Data excerpts
————

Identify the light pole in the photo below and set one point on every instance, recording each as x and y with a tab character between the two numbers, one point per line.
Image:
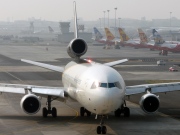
119	22
108	17
170	18
104	18
115	21
100	22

————

#### Task to complete
Without including any pictures, repeat the records above exactly.

#### Written response
Identify the light pole in the photo below and set one point on every instance, recording each as x and y with a tab character between the two numbers, one point per line.
Image:
119	22
108	17
170	18
104	18
115	21
100	22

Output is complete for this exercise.